-- GOAL OF THE EXERCISE --
Show all lines from the records below in which the string "coordinates" is present.

------------------------------------------------------------------------

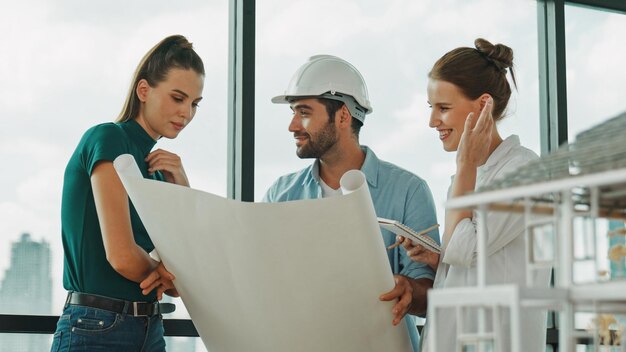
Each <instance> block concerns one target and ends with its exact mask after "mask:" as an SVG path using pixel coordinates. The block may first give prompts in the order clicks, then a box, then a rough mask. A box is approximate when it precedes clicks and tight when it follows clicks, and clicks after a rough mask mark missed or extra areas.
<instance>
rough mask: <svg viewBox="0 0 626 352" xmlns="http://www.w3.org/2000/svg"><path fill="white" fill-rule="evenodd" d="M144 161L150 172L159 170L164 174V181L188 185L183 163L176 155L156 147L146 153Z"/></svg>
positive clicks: (173, 153) (187, 186) (157, 170)
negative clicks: (149, 151)
mask: <svg viewBox="0 0 626 352" xmlns="http://www.w3.org/2000/svg"><path fill="white" fill-rule="evenodd" d="M146 162H147V163H148V171H149V172H150V173H154V172H155V171H161V172H162V173H163V176H165V181H167V182H169V183H175V184H177V185H181V186H186V187H189V179H187V174H186V173H185V169H184V168H183V163H182V161H181V160H180V157H179V156H178V155H176V154H174V153H170V152H168V151H167V150H163V149H157V150H155V151H153V152H152V153H150V154H148V157H146Z"/></svg>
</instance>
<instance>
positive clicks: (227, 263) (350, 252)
mask: <svg viewBox="0 0 626 352" xmlns="http://www.w3.org/2000/svg"><path fill="white" fill-rule="evenodd" d="M114 165H115V168H116V170H117V172H118V174H119V176H120V179H121V180H122V183H123V184H124V187H125V188H126V191H127V192H128V195H129V197H130V199H131V201H132V203H133V205H134V206H135V208H136V209H137V212H138V213H139V216H140V217H141V220H142V221H143V223H144V225H145V227H146V229H147V230H148V233H149V234H150V237H151V238H152V241H153V242H154V245H155V246H156V249H157V250H158V252H159V255H160V257H161V259H162V261H163V263H164V264H165V266H166V268H167V269H168V270H169V271H170V272H172V273H173V274H174V275H175V276H176V280H175V285H176V288H177V290H178V292H179V293H180V296H181V298H182V300H183V302H184V303H185V306H186V307H187V310H188V311H189V314H190V315H191V318H192V320H193V322H194V325H195V326H196V328H197V330H198V332H199V334H200V337H201V338H202V341H203V342H204V344H205V345H206V347H207V349H208V350H209V351H211V352H222V351H236V352H240V351H259V352H292V351H304V352H307V351H311V352H312V351H316V352H317V351H342V352H346V351H355V352H357V351H358V352H364V351H371V352H379V351H410V350H411V343H410V340H409V337H408V334H407V329H406V326H404V321H403V322H402V324H400V325H398V326H396V327H394V326H392V324H391V321H392V319H393V316H392V314H391V308H392V306H393V304H394V302H381V301H379V299H378V297H379V295H380V294H382V293H384V292H387V291H389V290H391V289H392V288H393V286H394V280H393V275H392V273H391V269H390V266H389V261H388V259H387V255H386V252H385V246H384V243H383V240H382V236H381V234H380V228H379V226H378V222H377V220H376V214H375V211H374V206H373V204H372V200H371V197H370V193H369V189H368V186H367V182H366V180H365V177H364V175H363V174H362V173H361V172H360V171H350V172H348V173H347V174H346V175H344V177H343V178H342V179H341V185H342V188H343V192H344V195H343V196H339V197H332V198H325V199H316V200H301V201H290V202H284V203H273V204H267V203H246V202H240V201H235V200H231V199H225V198H223V197H220V196H216V195H213V194H210V193H206V192H202V191H199V190H195V189H191V188H186V187H182V186H178V185H173V184H169V183H165V182H158V181H154V180H148V179H144V178H142V176H141V174H140V173H139V169H138V168H137V165H136V164H135V161H134V159H133V158H132V156H130V155H122V156H120V157H118V158H117V159H116V160H115V162H114Z"/></svg>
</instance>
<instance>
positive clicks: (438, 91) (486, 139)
mask: <svg viewBox="0 0 626 352" xmlns="http://www.w3.org/2000/svg"><path fill="white" fill-rule="evenodd" d="M474 44H475V48H466V47H462V48H457V49H454V50H452V51H450V52H448V53H446V54H445V55H444V56H442V57H441V58H440V59H439V60H438V61H437V62H436V63H435V65H434V66H433V68H432V70H431V72H430V73H429V81H428V88H427V89H428V103H429V105H430V106H431V108H432V112H431V116H430V122H429V125H430V127H432V128H435V129H436V130H437V132H438V133H439V139H440V140H441V142H442V144H443V149H444V150H446V151H448V152H454V151H456V174H455V175H454V176H453V177H452V184H451V186H450V189H449V191H448V198H453V197H458V196H461V195H464V194H467V193H468V192H472V191H474V190H475V189H477V188H479V187H481V186H484V185H486V184H489V183H491V182H492V181H493V180H495V179H498V178H501V177H503V176H504V175H506V174H507V173H509V172H511V171H514V170H515V169H517V168H518V167H519V166H521V165H524V164H526V163H527V162H529V161H531V160H533V159H536V158H538V156H537V155H536V154H535V153H534V152H532V151H531V150H529V149H527V148H524V147H522V146H521V145H520V142H519V138H518V137H517V136H515V135H512V136H510V137H508V138H506V139H504V140H503V139H502V137H500V134H499V133H498V130H497V127H496V122H497V121H499V120H501V119H502V118H503V117H504V112H505V109H506V106H507V104H508V101H509V97H510V96H511V88H510V86H509V82H508V81H507V77H506V75H507V73H510V75H511V80H512V82H513V84H516V83H515V76H514V74H513V51H512V50H511V48H509V47H507V46H505V45H502V44H496V45H493V44H491V43H490V42H488V41H486V40H484V39H476V41H475V43H474ZM481 221H485V219H482V218H481V217H478V214H477V213H475V212H472V211H471V210H448V211H447V212H446V219H445V229H444V234H443V238H442V243H443V247H444V250H443V251H442V257H441V258H440V256H439V255H437V254H435V253H433V252H430V251H427V250H425V249H424V248H423V247H421V246H419V245H416V246H414V245H413V244H412V243H411V241H410V240H404V242H403V246H404V248H405V249H406V250H407V252H408V254H409V255H410V256H411V258H412V259H413V260H415V261H419V262H425V263H427V264H428V265H430V266H431V267H432V268H433V269H434V270H435V271H436V272H437V277H436V279H435V289H436V288H438V287H460V286H475V285H476V281H477V277H476V246H477V236H476V229H477V223H480V222H481ZM486 221H487V229H488V240H487V256H488V257H487V273H486V277H487V284H518V285H520V286H525V285H526V266H525V265H526V264H525V263H526V262H525V259H524V256H525V248H524V236H523V233H524V224H523V218H522V216H521V215H519V214H510V213H503V212H489V213H488V215H487V219H486ZM549 277H550V272H549V270H545V271H544V272H541V273H538V275H536V276H535V277H534V278H533V279H532V281H533V282H534V286H543V287H547V286H548V285H549ZM476 321H477V318H476V314H475V312H469V313H468V314H466V316H465V317H464V327H466V328H465V329H464V330H467V329H469V330H475V329H476V324H477V323H476ZM501 323H502V326H501V329H500V331H502V333H503V334H504V336H503V341H502V342H503V346H508V345H509V336H508V331H509V329H508V315H507V316H506V317H505V318H504V319H501ZM437 326H438V328H439V329H441V328H445V331H440V332H439V333H438V336H440V337H443V338H442V339H438V341H437V345H438V351H455V344H456V339H455V338H452V337H453V336H456V315H455V313H454V311H450V314H445V315H444V316H440V315H438V324H437ZM521 330H522V343H523V346H524V351H544V350H545V337H546V314H545V312H543V313H542V312H539V311H537V310H525V311H524V312H523V313H522V329H521ZM464 332H467V331H464ZM426 338H427V337H426ZM422 346H423V347H426V346H427V344H426V343H425V341H423V343H422Z"/></svg>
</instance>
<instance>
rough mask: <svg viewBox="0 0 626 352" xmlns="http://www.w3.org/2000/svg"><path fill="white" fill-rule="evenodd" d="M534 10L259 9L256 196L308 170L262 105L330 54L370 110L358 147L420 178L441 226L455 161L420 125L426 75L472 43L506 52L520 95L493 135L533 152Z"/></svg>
mask: <svg viewBox="0 0 626 352" xmlns="http://www.w3.org/2000/svg"><path fill="white" fill-rule="evenodd" d="M536 6H537V5H536V2H535V1H518V0H507V1H501V0H472V1H463V0H447V1H409V0H394V1H382V0H368V1H341V2H337V1H330V0H323V1H316V2H309V1H297V2H293V1H286V0H271V1H269V0H268V1H263V2H259V3H258V4H257V52H256V58H257V61H256V82H257V83H256V97H257V101H256V152H257V154H256V169H255V171H256V183H255V199H256V200H257V201H258V200H261V198H262V197H263V194H264V192H265V190H266V189H267V188H268V187H269V186H270V185H271V183H272V182H273V181H274V180H275V179H276V178H277V177H278V176H280V175H282V174H285V173H289V172H293V171H296V170H298V169H301V168H303V167H305V166H306V165H308V164H310V163H311V160H300V159H298V157H297V156H296V155H295V145H294V141H293V136H292V134H291V133H290V132H289V131H288V130H287V128H288V125H289V122H290V119H291V110H290V109H289V107H288V106H286V105H275V104H272V103H271V102H270V99H271V98H272V97H273V96H275V95H279V94H282V93H283V92H284V91H285V89H286V87H287V84H288V83H289V80H290V78H291V75H292V74H293V73H294V72H295V71H296V70H297V68H298V67H299V66H300V65H302V64H303V63H304V62H306V60H307V59H308V57H310V56H312V55H315V54H332V55H336V56H339V57H342V58H344V59H346V60H347V61H349V62H351V63H352V64H354V65H355V66H356V67H357V69H359V71H360V72H361V73H362V74H363V76H364V78H365V81H366V82H367V85H368V89H369V94H370V101H371V102H372V106H373V108H374V112H373V113H372V114H370V115H368V116H367V119H366V121H365V124H364V126H363V129H362V130H361V135H360V142H361V144H364V145H368V146H370V147H371V148H372V149H373V150H374V151H375V153H376V154H377V155H378V157H380V158H381V159H384V160H387V161H390V162H393V163H395V164H397V165H399V166H401V167H403V168H405V169H408V170H410V171H412V172H414V173H415V174H417V175H419V176H421V177H422V178H424V179H425V180H426V181H427V182H428V183H429V185H430V187H431V190H432V192H433V195H434V197H435V201H436V204H437V207H438V209H437V213H438V218H439V222H443V213H444V212H443V203H444V200H445V197H446V192H447V188H448V185H449V183H450V176H451V175H452V174H453V173H454V172H455V161H454V160H455V159H454V155H453V154H452V153H446V152H444V151H443V149H442V147H441V142H440V141H439V139H438V134H437V132H436V131H435V130H433V129H431V128H429V127H428V119H429V114H430V110H429V108H428V104H427V97H426V84H427V74H428V72H429V70H430V68H431V67H432V65H433V64H434V62H435V61H436V60H437V59H438V58H439V57H441V56H442V55H443V54H444V53H445V52H447V51H449V50H451V49H453V48H455V47H458V46H472V47H473V45H474V44H473V43H474V39H476V38H478V37H484V38H486V39H488V40H490V41H492V42H494V43H505V44H507V45H509V46H510V47H512V48H513V50H514V53H515V60H514V64H515V66H516V78H517V82H518V85H519V87H518V88H519V89H518V93H515V94H514V96H513V98H512V99H511V104H510V106H509V115H510V116H509V117H508V118H506V119H505V120H504V121H502V123H501V125H500V127H499V128H500V132H501V134H502V135H503V136H508V135H510V134H518V135H519V136H520V138H521V141H522V143H523V144H525V145H526V146H528V147H529V148H531V149H533V150H534V151H536V152H537V153H539V150H540V142H539V133H538V131H539V116H538V111H539V110H538V109H539V96H538V78H537V77H538V66H537V55H538V53H537V48H538V45H537V9H536ZM505 14H506V15H505ZM513 14H515V15H513Z"/></svg>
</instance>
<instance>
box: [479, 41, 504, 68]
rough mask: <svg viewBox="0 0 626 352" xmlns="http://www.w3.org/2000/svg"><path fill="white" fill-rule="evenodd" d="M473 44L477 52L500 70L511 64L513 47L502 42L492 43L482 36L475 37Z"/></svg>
mask: <svg viewBox="0 0 626 352" xmlns="http://www.w3.org/2000/svg"><path fill="white" fill-rule="evenodd" d="M474 46H476V50H478V52H479V53H481V54H482V55H483V56H484V57H485V58H486V59H487V60H488V61H489V62H491V63H493V64H494V65H495V66H496V67H497V68H498V69H500V70H501V71H503V72H506V69H507V68H509V67H512V66H513V49H511V48H509V47H508V46H506V45H504V44H496V45H493V44H491V43H490V42H489V41H488V40H486V39H483V38H478V39H476V40H475V41H474Z"/></svg>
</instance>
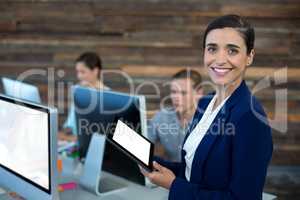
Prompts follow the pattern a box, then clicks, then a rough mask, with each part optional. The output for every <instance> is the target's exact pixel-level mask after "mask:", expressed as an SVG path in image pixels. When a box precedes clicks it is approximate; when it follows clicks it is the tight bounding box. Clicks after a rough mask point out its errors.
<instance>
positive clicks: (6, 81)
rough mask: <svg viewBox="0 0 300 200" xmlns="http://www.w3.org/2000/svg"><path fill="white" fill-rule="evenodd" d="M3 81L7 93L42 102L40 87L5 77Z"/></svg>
mask: <svg viewBox="0 0 300 200" xmlns="http://www.w3.org/2000/svg"><path fill="white" fill-rule="evenodd" d="M2 83H3V87H4V91H5V94H6V95H8V96H11V97H15V98H18V99H23V100H27V101H32V102H35V103H41V97H40V93H39V89H38V88H37V87H36V86H34V85H31V84H28V83H24V82H21V81H17V80H13V79H9V78H4V77H3V78H2Z"/></svg>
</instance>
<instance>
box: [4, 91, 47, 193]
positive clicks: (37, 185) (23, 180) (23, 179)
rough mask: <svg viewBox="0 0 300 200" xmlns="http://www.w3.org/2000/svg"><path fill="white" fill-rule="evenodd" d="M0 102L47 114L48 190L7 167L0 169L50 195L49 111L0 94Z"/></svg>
mask: <svg viewBox="0 0 300 200" xmlns="http://www.w3.org/2000/svg"><path fill="white" fill-rule="evenodd" d="M0 100H4V101H6V102H9V103H13V104H17V105H21V106H24V107H27V108H31V109H35V110H39V111H42V112H45V113H47V116H48V176H49V183H48V185H49V189H47V188H44V187H43V186H41V185H39V184H37V183H35V182H33V181H32V180H30V179H28V178H26V177H24V176H22V175H21V174H19V173H17V172H15V171H13V170H12V169H9V168H8V167H6V166H4V165H2V164H1V163H0V167H1V168H3V169H5V170H7V171H8V172H10V173H12V174H13V175H15V176H17V177H18V178H20V179H22V180H23V181H26V182H28V183H29V184H31V185H33V186H34V187H37V188H38V189H40V190H42V191H44V192H46V193H47V194H49V195H51V194H52V192H51V191H52V172H51V137H50V134H51V127H50V126H49V125H50V124H51V117H50V113H51V111H50V109H49V108H46V107H43V106H40V105H37V104H32V103H29V102H28V103H27V102H25V101H23V100H17V99H15V98H10V97H7V96H3V95H1V94H0Z"/></svg>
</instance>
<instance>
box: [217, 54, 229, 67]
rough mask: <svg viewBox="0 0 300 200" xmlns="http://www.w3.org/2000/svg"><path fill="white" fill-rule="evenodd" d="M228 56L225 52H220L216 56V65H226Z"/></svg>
mask: <svg viewBox="0 0 300 200" xmlns="http://www.w3.org/2000/svg"><path fill="white" fill-rule="evenodd" d="M226 60H227V56H226V52H225V51H218V53H217V54H216V64H217V65H224V64H225V63H226Z"/></svg>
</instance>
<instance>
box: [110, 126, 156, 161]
mask: <svg viewBox="0 0 300 200" xmlns="http://www.w3.org/2000/svg"><path fill="white" fill-rule="evenodd" d="M112 139H113V140H114V141H115V142H117V143H118V144H119V145H120V146H122V147H123V148H125V149H126V150H127V151H129V152H130V153H131V154H133V155H134V156H135V157H137V158H138V159H139V160H140V161H142V162H143V163H145V164H146V165H149V157H150V149H151V143H150V142H149V141H147V140H146V139H145V138H143V137H142V136H140V135H139V134H138V133H137V132H135V131H134V130H132V129H131V128H130V127H128V126H127V125H126V124H125V123H123V122H122V121H120V120H118V123H117V127H116V129H115V133H114V135H113V138H112Z"/></svg>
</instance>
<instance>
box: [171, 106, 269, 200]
mask: <svg viewBox="0 0 300 200" xmlns="http://www.w3.org/2000/svg"><path fill="white" fill-rule="evenodd" d="M272 151H273V144H272V136H271V130H270V127H269V126H268V125H267V124H265V123H263V122H261V121H260V120H259V119H257V118H256V117H255V116H254V115H253V114H252V113H251V112H249V113H246V114H244V115H243V116H242V117H241V118H240V120H239V122H238V123H237V125H236V131H235V135H233V149H232V171H231V174H232V176H231V180H230V183H229V185H228V188H225V189H223V190H214V189H212V188H207V186H206V188H205V187H203V186H201V185H200V184H193V183H190V182H187V181H186V180H185V179H182V178H176V179H175V180H174V181H173V183H172V185H171V188H170V193H169V200H181V199H189V200H254V199H255V200H259V199H262V192H263V187H264V182H265V177H266V172H267V167H268V163H269V161H270V159H271V156H272Z"/></svg>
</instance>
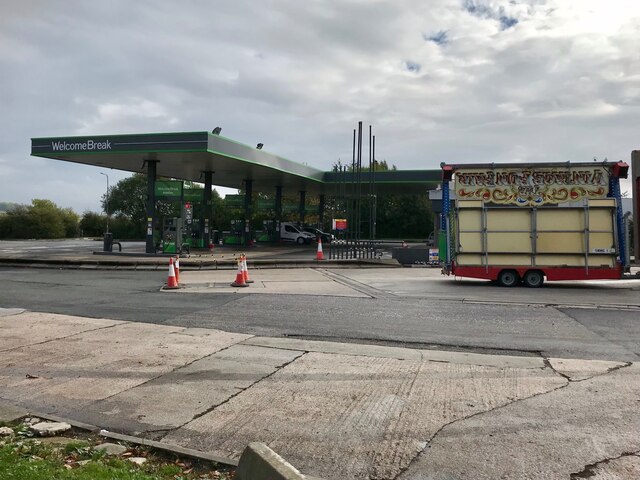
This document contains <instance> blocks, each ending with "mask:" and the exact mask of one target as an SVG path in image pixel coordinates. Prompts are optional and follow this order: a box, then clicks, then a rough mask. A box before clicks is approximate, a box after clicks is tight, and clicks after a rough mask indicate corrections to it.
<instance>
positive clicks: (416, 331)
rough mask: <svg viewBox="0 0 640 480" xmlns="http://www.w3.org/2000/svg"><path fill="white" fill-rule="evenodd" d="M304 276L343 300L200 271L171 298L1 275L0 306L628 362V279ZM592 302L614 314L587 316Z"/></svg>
mask: <svg viewBox="0 0 640 480" xmlns="http://www.w3.org/2000/svg"><path fill="white" fill-rule="evenodd" d="M301 271H302V270H298V271H297V270H291V272H292V273H291V274H290V275H291V278H290V279H289V280H291V281H292V283H294V284H295V278H296V275H298V274H300V272H301ZM309 271H311V270H309ZM280 272H282V271H280ZM311 272H313V274H314V275H318V276H322V278H323V279H329V280H331V281H337V282H338V283H339V284H340V285H342V286H343V288H344V292H345V293H344V295H343V296H334V295H314V294H306V295H296V294H286V293H285V294H283V293H279V294H269V293H262V294H260V295H255V294H251V293H244V292H241V293H240V292H238V293H237V292H236V291H234V290H233V289H229V288H228V286H227V283H226V282H227V281H231V280H233V279H232V278H230V277H231V276H232V275H233V273H232V272H229V271H222V272H210V273H205V275H214V274H215V275H218V276H219V278H220V279H221V280H220V282H219V283H217V284H216V285H221V286H220V288H210V289H209V290H207V289H206V288H205V289H204V291H199V290H198V289H195V288H194V289H190V288H186V289H184V290H181V291H180V292H179V293H177V294H173V293H167V292H160V291H159V287H160V286H161V285H162V284H163V283H164V281H165V280H166V277H165V275H166V274H165V273H164V272H155V271H138V272H135V271H114V270H102V271H88V270H53V269H13V268H2V269H0V282H2V285H3V289H2V290H3V291H2V293H1V294H0V307H5V308H12V307H18V308H25V309H28V310H31V311H41V312H51V313H61V314H68V315H78V316H84V317H92V318H110V319H117V320H129V321H136V322H145V323H155V324H168V325H177V326H183V327H205V328H218V329H221V330H225V331H227V332H235V333H246V334H254V335H263V336H270V337H281V336H286V337H294V338H307V339H320V340H323V339H324V340H333V341H342V342H356V343H368V344H376V343H379V344H385V345H399V346H411V347H413V348H427V349H447V350H451V349H466V350H472V351H479V352H487V353H510V354H514V353H515V354H523V355H536V356H537V355H540V354H541V355H543V356H553V357H563V358H583V359H600V360H615V361H623V362H629V361H638V360H639V359H640V328H638V322H639V321H640V320H638V319H639V318H640V308H639V307H638V304H639V302H640V298H639V296H638V290H637V289H638V284H637V281H635V282H636V283H632V284H614V285H611V284H609V285H600V284H592V285H589V286H585V287H584V288H580V287H576V286H575V285H573V286H571V285H560V286H558V287H554V286H551V285H547V286H545V288H543V289H539V290H536V291H532V290H530V289H524V288H523V289H509V290H506V289H503V288H499V287H493V286H490V285H488V284H485V283H476V282H463V283H456V282H454V281H453V280H451V279H443V278H440V277H439V275H438V274H437V272H436V271H434V270H431V269H401V268H398V269H353V270H351V269H349V270H343V269H341V270H328V271H317V270H313V271H311ZM194 273H195V272H194ZM198 273H200V272H198ZM252 274H253V277H254V278H255V279H256V280H257V281H258V283H260V282H262V284H268V283H269V280H268V279H269V278H270V277H269V276H270V275H272V274H271V273H270V272H269V271H267V270H253V272H252ZM281 274H282V273H281ZM189 275H190V272H184V273H183V277H184V278H187V279H188V277H189ZM409 275H410V276H411V277H408V276H409ZM227 277H229V278H227ZM194 278H195V276H194ZM214 283H215V282H214ZM300 285H302V282H301V283H300ZM253 288H254V290H253V291H256V290H255V288H257V287H253ZM420 289H422V290H421V291H420ZM247 290H249V289H247ZM191 292H192V293H191ZM196 292H197V293H196ZM310 293H312V292H310ZM602 304H607V305H618V306H617V307H615V308H598V306H599V305H602ZM576 306H578V307H576Z"/></svg>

------------------------------------------------------------------------

-- COMPLETED EXERCISE --
Each <instance> block concerns one target and ends with its exact mask after "mask:" as an SVG path using pixel coordinates. The block may first give prompts in the order clicks, then a box, then a rough mask. A box is approximate when it precedes clicks and tight when it follows clicks, and clicks after a rough mask mark missed or extra areas.
This document contains <instance> blocks, each ending with "mask:" and the exact mask of one target as an SVG path in image pixel coordinates. Prompts are optional and follow this order: a box, then clicks, then a rough mask. A box before clicks is approximate, a box after clicks is tight, and clicks after a rough mask indicate corrections to it.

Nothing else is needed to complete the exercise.